THE TASK — Quote the entries that follow exactly, leaving none out.

PROVIDED DATA —
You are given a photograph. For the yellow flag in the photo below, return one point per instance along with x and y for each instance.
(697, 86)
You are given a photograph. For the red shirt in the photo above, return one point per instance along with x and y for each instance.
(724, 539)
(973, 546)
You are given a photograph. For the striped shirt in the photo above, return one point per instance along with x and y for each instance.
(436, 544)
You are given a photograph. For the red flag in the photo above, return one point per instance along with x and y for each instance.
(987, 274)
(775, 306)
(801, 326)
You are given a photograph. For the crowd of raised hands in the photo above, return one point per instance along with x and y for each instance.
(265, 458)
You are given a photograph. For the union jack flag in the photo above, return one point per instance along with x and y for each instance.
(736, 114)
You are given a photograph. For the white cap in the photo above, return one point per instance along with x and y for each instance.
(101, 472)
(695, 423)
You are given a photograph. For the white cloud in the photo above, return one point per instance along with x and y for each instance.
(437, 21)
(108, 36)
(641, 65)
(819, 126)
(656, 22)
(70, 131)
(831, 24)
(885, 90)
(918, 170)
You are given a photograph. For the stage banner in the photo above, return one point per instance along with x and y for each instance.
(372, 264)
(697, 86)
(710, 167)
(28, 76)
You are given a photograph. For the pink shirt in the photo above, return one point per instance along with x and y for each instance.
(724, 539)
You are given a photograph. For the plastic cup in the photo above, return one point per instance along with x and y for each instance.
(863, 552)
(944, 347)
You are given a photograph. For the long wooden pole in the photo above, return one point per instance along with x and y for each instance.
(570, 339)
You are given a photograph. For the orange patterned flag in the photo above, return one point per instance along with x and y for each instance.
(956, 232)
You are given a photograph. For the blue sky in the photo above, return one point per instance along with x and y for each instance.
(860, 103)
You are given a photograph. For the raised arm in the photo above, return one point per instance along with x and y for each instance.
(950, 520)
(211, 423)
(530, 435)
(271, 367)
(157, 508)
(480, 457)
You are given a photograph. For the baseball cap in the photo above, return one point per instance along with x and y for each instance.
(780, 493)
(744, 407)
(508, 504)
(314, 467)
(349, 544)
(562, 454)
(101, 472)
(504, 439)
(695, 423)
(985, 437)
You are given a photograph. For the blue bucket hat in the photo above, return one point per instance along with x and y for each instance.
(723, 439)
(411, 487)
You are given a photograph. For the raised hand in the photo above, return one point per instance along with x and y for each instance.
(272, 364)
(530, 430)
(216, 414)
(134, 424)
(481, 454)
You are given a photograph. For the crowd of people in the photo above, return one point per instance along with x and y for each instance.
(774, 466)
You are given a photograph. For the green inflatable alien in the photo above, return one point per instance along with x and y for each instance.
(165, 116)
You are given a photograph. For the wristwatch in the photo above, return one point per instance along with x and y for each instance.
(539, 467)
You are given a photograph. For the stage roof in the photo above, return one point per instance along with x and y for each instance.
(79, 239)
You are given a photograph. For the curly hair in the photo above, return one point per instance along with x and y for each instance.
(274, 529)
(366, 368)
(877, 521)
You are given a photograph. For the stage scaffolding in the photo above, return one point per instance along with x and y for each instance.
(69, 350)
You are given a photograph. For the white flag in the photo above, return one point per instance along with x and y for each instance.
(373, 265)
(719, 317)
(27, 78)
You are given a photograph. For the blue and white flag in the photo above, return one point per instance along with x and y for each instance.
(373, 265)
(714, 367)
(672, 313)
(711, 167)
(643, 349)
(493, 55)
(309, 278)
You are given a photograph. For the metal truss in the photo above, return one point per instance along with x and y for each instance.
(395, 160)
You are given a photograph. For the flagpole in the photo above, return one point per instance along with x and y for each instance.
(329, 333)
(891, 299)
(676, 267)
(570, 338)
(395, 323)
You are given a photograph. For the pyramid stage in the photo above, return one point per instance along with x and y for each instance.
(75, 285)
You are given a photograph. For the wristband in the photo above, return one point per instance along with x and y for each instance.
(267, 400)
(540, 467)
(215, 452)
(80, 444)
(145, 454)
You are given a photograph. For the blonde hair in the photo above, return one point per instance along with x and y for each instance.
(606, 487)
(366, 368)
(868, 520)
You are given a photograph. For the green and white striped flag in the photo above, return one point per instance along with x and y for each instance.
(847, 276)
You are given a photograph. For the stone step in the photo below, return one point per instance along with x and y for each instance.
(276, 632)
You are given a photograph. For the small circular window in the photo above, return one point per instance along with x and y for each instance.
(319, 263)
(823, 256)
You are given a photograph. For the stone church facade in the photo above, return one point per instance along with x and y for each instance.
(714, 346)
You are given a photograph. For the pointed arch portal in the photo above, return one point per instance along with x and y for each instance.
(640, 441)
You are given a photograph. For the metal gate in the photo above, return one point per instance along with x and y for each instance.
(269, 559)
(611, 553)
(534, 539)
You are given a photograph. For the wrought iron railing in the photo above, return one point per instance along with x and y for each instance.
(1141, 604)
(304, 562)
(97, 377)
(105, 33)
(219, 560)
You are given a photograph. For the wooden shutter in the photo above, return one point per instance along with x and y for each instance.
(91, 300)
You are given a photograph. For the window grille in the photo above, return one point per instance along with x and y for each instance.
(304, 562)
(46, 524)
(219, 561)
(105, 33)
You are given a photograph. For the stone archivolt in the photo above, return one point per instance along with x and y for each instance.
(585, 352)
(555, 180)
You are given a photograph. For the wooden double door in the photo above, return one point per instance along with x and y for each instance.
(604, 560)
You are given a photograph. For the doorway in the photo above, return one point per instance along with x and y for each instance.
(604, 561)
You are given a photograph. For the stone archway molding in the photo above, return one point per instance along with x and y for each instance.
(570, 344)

RESPONSE TO THE TASK —
You are given a photograph. For the yellow flag in the photo below, return one point per instance along with x and y for each instance.
(697, 86)
You are given a photograph. For the red shirt in the photo above, return one point per instance along with x and y for each instance.
(724, 539)
(973, 546)
You are given a photograph. For the striped shirt in the photo above, return one point per instance along with x and y for each instance.
(436, 544)
You are given a photograph. For the red flag in the photo above, return one point per instance along with x and y for each instance.
(987, 274)
(775, 306)
(801, 326)
You are given a photograph. For the crowd of raised hands in the photo above, return one point per instance along with x and y for each instance.
(265, 458)
You are given a photograph. For the union jack flag in the photo above, return one point per instance along with x and y for each instance.
(736, 114)
You are given a photograph. For the white cap in the photo above, return one point per instance along with x and y for each instance.
(101, 472)
(695, 423)
You are given a photograph. For the white cloud in the photo above, return one point per instance along with x and y for each instance.
(437, 21)
(108, 36)
(641, 65)
(819, 126)
(656, 22)
(70, 131)
(831, 24)
(885, 90)
(918, 170)
You are given a photograph. For the stage banner in the photo above, return one point per instance along with x and y for each instance.
(372, 264)
(697, 86)
(710, 167)
(28, 76)
You are given a photograph. For the pink shirt in the photo above, return one point per instance along with x and y for each instance.
(724, 539)
You are given a photograph. For the plastic cup in the photo above, return one point per instance along with x and y for each instance.
(863, 552)
(944, 347)
You are given a photograph. For the long wooden pole in the photo above, return one point per instance along with x and y for each instance.
(570, 339)
You are given a photograph. For the orange patterned flag in the photo above, return one point per instance along with x and y for each instance.
(956, 232)
You are given a photograph. For the blue sky in the photo above, return one point per instance along with x and y for each instance.
(860, 103)
You are given a photograph. For the raised arm in the photo above, return one point per instance along with x and y for each instance.
(950, 520)
(211, 423)
(530, 435)
(271, 367)
(157, 508)
(480, 457)
You are given a photograph. For the baseball cap in the photo above, return one point per instance along with x and y for each instance.
(780, 493)
(744, 407)
(508, 504)
(314, 467)
(349, 544)
(562, 454)
(101, 472)
(504, 439)
(695, 423)
(985, 437)
You are given a photograph. For the blue bucket hat in the photo above, return one point per instance along with x and y for each instance.
(723, 439)
(411, 487)
You are given a photograph. For the raised hand in the photo above, return one point per instance along with x and y for each instance.
(272, 364)
(530, 430)
(216, 414)
(134, 424)
(481, 454)
You are given a photograph. For the crowd of people in the photo above, return one point per instance along with x and y for each instance.
(774, 466)
You are given a photograph. For the green inflatable alien in the photo above, return one point per instance along with x and y for each instance.
(165, 116)
You are given a photograph. For the wristwatch in the photo above, return one point per instance along with x and y for each instance.
(539, 467)
You are given a photograph. For the stage roof in the photo above, return one point per instance along with x and y for each instance.
(79, 239)
You are given a photograph. For the curly hair in the photo above, return one point per instance along with x and y for each instance.
(274, 529)
(366, 368)
(877, 521)
You are given a photograph. For the stage scaffolding in the photo above, return one point per instance along with x and y for each instance.
(69, 350)
You are given a photograph. For the white flag in the photo above, return one point per instance along with x and y for each instance.
(373, 265)
(719, 317)
(27, 78)
You are given a photograph. For the blue and white flag in the photo above, return one point per instance along with x and y for each instance.
(373, 265)
(714, 367)
(672, 313)
(711, 167)
(643, 349)
(493, 55)
(309, 278)
You are given a photograph. For the metal truss in the photo above, return one point per instance along with x and y for each instance.
(395, 160)
You are given a photograph. For the flagpole in the photo above, return one point per instance along with x and y for each instance.
(329, 333)
(891, 299)
(676, 267)
(570, 338)
(395, 323)
You are given a photograph. For the pyramid stage in the photo above, return one point per instance along with x and y for each instance.
(75, 285)
You are given a photograph. For the wristband in the photo above, return one point per instance along with x and y for each instance.
(267, 400)
(540, 467)
(215, 452)
(80, 444)
(145, 454)
You are given a photograph. For the blonde hair in the photo above, return one point per instance along with x and y for each instance.
(606, 487)
(366, 368)
(868, 520)
You are given a photograph. For the green and white striped flag in the photo above, return one point per instance along with x and y for each instance.
(847, 276)
You are given a photograph. For the stone step in the photo below, return one point per instance along with x and y for each instance.
(276, 632)
You are given a photograph. For the small circular window in the photo above, return one point per instance along with x and y for each instance.
(319, 263)
(823, 256)
You are given a photograph. For the stone church facade in the photo above, return one point per instance along with x and y for each instance.
(714, 346)
You are given a photograph. For the pointed arch portal in the photo above, return one point per instance along with x and y for each instance.
(640, 441)
You are given a photograph. For the metal gate in the photo above, return one point per instance along with x and y for each instance.
(269, 559)
(611, 553)
(534, 539)
You are given a photograph. For the wrought iron railing in the photo above, return one point per instance along with x and y for each instance.
(1141, 604)
(304, 562)
(97, 377)
(105, 33)
(219, 560)
You are given a photograph. For the wooden shutter in the photo above, return one point per instance along with x and y for each instance.
(91, 300)
You are given a photograph. For the window grille in the photo above, return one point per instance along with x and y for each instance.
(304, 562)
(46, 524)
(219, 561)
(105, 33)
You are given a photograph. For the stone archivolt in the photo above, return one point per instance along with x and y for each instance.
(585, 352)
(555, 180)
You are given a photograph. For the wooden double door in the photo above, return one point per instance along with x and y for each instance.
(604, 560)
You are given a photograph. For the doorway in the photo above, return one point per instance along with x and y for each instance.
(604, 561)
You are given a photograph. For the stone archway molding in the photo above, return one point per instance along with x and y for each instance.
(570, 344)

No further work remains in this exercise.